- Data
■ ■ ■ ■
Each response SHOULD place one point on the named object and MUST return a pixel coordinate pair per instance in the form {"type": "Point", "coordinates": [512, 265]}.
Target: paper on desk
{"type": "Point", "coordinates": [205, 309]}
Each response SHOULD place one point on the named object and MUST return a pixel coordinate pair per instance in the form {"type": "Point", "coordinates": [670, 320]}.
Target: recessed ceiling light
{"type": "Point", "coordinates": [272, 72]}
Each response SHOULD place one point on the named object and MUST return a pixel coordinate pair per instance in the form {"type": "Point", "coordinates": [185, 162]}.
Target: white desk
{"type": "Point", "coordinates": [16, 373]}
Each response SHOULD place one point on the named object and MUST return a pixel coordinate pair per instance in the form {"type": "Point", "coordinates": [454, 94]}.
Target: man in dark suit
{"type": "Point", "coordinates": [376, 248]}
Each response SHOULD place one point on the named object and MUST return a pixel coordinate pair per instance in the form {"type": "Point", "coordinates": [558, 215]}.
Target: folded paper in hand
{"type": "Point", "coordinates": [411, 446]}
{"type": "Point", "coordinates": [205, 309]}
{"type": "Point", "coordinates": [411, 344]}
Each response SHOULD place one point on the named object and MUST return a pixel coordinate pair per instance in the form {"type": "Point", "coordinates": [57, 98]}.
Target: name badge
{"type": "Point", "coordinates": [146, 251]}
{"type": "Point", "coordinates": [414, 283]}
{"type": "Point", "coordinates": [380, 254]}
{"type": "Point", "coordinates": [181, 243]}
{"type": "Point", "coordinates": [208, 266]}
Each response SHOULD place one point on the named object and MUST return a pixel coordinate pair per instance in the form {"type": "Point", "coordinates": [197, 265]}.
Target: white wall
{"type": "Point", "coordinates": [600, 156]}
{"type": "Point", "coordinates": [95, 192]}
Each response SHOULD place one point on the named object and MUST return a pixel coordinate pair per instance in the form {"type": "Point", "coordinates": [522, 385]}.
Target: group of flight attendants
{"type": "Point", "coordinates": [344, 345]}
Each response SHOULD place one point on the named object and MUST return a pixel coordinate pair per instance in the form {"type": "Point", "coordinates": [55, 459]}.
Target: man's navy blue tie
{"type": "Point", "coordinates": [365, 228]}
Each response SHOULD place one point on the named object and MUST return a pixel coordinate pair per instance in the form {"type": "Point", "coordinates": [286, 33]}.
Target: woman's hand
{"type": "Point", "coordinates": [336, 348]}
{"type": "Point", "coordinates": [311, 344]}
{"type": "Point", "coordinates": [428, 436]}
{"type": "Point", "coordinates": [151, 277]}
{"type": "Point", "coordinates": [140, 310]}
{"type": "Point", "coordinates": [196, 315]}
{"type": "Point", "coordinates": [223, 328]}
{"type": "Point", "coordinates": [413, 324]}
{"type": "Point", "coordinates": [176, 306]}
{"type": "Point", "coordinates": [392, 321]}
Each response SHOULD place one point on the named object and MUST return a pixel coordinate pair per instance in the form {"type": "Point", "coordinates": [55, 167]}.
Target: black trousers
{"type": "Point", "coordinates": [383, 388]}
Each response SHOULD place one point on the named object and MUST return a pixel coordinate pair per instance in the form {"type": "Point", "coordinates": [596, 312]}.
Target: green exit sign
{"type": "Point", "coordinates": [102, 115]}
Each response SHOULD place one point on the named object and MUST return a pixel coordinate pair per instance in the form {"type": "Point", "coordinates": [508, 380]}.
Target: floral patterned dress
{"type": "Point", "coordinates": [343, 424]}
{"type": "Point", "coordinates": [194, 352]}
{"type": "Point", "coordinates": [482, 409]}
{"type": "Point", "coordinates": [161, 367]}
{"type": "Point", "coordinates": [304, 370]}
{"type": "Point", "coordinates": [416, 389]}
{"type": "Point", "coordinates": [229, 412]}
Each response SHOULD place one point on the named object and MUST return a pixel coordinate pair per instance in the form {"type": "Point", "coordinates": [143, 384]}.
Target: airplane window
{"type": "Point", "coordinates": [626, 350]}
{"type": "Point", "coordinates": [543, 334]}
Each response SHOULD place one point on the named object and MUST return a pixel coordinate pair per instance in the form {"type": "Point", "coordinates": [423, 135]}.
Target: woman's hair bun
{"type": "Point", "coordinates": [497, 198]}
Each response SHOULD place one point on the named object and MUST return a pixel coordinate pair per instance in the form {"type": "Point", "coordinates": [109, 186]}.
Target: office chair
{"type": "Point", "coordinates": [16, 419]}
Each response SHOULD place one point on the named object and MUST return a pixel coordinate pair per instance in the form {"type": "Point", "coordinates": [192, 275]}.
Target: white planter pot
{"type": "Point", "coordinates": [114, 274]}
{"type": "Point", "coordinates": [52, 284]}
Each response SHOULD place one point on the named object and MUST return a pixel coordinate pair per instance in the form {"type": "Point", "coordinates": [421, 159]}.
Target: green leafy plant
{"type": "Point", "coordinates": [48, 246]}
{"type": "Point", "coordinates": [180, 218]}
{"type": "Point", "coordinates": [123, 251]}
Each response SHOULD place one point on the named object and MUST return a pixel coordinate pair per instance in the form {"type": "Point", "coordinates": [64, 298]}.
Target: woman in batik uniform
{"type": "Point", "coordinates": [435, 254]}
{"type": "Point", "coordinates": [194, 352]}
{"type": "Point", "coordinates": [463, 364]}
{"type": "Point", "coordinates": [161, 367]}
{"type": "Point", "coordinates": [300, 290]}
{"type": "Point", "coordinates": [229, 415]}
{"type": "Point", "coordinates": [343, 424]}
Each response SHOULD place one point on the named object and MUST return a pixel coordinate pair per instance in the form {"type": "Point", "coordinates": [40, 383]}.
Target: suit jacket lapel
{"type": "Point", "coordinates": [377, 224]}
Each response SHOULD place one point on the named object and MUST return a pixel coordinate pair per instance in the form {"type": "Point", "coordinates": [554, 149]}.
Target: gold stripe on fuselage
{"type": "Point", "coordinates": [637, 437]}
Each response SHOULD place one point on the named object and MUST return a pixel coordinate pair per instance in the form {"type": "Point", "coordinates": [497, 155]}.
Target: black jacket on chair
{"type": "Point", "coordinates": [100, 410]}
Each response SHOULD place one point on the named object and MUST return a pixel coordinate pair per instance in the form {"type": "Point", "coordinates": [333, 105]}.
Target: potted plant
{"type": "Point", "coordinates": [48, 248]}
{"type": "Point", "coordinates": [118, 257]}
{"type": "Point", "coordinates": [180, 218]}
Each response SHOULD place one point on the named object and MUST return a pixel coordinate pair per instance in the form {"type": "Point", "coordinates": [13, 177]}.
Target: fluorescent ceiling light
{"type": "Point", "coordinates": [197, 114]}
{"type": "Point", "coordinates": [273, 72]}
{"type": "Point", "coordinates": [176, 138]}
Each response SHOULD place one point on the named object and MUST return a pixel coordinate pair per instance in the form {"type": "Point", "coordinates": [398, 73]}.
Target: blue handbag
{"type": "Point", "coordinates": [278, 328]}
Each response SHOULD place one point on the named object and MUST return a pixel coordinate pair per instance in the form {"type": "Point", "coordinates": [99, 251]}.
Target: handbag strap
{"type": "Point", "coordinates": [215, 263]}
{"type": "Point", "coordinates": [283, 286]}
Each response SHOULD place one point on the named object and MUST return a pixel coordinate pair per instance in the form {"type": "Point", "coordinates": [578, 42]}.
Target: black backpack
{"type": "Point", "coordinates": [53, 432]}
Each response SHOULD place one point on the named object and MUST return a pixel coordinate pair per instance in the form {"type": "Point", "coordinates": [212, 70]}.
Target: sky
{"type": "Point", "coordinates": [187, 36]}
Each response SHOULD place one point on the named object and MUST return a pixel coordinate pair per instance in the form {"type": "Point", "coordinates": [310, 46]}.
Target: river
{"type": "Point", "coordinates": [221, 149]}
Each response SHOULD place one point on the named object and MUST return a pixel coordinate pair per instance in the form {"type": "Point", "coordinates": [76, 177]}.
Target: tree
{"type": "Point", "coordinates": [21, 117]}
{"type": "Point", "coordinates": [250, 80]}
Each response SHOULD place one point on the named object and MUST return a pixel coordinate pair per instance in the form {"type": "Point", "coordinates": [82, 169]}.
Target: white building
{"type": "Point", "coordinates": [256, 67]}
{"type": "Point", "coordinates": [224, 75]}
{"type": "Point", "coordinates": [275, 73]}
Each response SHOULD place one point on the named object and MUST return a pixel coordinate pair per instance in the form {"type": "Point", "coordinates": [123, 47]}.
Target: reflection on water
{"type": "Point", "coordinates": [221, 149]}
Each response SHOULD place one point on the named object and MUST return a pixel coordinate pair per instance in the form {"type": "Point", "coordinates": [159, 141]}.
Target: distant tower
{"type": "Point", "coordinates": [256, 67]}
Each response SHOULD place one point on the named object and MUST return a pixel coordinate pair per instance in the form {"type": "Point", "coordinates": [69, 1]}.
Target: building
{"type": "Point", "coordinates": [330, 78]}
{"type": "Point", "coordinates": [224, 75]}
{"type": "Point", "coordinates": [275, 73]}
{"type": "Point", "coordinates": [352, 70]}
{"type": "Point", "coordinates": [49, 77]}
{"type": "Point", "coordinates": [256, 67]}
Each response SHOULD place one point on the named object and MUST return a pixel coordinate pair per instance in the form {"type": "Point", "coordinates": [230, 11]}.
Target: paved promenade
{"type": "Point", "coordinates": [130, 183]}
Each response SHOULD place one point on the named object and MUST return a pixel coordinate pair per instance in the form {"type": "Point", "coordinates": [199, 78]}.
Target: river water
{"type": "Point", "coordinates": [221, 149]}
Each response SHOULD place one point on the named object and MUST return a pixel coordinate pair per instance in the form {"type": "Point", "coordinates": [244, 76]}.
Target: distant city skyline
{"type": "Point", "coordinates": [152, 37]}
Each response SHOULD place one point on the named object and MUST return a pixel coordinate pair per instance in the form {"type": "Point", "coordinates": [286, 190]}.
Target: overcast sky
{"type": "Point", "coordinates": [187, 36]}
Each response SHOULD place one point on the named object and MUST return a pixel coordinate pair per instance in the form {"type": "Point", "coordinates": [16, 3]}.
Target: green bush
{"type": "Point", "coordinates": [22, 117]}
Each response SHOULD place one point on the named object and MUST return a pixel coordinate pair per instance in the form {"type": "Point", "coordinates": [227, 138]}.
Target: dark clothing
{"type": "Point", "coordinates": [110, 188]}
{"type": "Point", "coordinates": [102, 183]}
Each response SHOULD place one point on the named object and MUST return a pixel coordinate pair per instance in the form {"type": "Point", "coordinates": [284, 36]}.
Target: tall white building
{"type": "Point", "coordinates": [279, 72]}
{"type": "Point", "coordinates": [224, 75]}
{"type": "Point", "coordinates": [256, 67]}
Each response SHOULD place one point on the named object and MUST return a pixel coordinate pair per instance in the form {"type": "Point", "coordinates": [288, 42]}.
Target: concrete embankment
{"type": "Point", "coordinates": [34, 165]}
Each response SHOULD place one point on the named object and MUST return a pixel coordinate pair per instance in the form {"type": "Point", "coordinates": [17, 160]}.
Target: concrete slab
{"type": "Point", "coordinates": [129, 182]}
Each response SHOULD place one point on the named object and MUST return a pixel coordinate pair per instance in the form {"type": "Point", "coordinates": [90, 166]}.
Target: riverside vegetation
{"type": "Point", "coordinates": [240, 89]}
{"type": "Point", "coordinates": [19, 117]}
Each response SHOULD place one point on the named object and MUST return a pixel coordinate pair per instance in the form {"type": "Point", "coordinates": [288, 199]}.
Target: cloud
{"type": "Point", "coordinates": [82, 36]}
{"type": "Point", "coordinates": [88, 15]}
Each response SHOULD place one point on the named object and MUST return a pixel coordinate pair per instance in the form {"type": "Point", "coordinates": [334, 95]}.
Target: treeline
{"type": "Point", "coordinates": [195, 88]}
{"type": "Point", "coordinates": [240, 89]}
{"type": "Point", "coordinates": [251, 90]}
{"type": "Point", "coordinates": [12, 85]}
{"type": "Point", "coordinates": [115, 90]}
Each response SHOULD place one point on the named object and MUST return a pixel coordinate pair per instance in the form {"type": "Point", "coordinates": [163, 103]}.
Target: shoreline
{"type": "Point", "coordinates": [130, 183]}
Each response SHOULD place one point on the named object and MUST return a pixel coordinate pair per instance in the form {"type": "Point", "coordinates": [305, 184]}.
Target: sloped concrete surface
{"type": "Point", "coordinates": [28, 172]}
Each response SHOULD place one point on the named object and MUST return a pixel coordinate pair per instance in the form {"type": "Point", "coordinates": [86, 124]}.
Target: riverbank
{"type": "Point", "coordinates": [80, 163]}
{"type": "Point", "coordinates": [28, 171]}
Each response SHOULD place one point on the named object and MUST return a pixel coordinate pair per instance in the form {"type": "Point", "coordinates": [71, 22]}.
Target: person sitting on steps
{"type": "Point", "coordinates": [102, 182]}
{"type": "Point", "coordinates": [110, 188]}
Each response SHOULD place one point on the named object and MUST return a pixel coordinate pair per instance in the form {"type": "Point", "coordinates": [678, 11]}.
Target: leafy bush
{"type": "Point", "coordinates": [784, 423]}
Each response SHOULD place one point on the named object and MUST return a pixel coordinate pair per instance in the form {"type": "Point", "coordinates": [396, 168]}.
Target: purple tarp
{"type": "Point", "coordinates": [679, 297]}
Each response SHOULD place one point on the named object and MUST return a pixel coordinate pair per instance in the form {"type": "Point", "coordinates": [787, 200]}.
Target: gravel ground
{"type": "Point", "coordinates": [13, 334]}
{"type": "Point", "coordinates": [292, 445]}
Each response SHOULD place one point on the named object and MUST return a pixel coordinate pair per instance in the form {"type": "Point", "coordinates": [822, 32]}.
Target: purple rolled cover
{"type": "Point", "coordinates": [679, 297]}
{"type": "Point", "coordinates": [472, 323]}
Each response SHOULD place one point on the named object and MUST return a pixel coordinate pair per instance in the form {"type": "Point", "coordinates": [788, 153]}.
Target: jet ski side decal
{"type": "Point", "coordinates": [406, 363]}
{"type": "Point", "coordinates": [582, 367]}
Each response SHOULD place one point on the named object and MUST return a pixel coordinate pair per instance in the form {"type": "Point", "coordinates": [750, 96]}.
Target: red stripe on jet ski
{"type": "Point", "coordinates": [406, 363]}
■ ■ ■ ■
Please gather every line from the rows above that contains the string "desk" and copy each one in full. Case counts when matching.

- Solved exercise
Target: paper on desk
Target: white desk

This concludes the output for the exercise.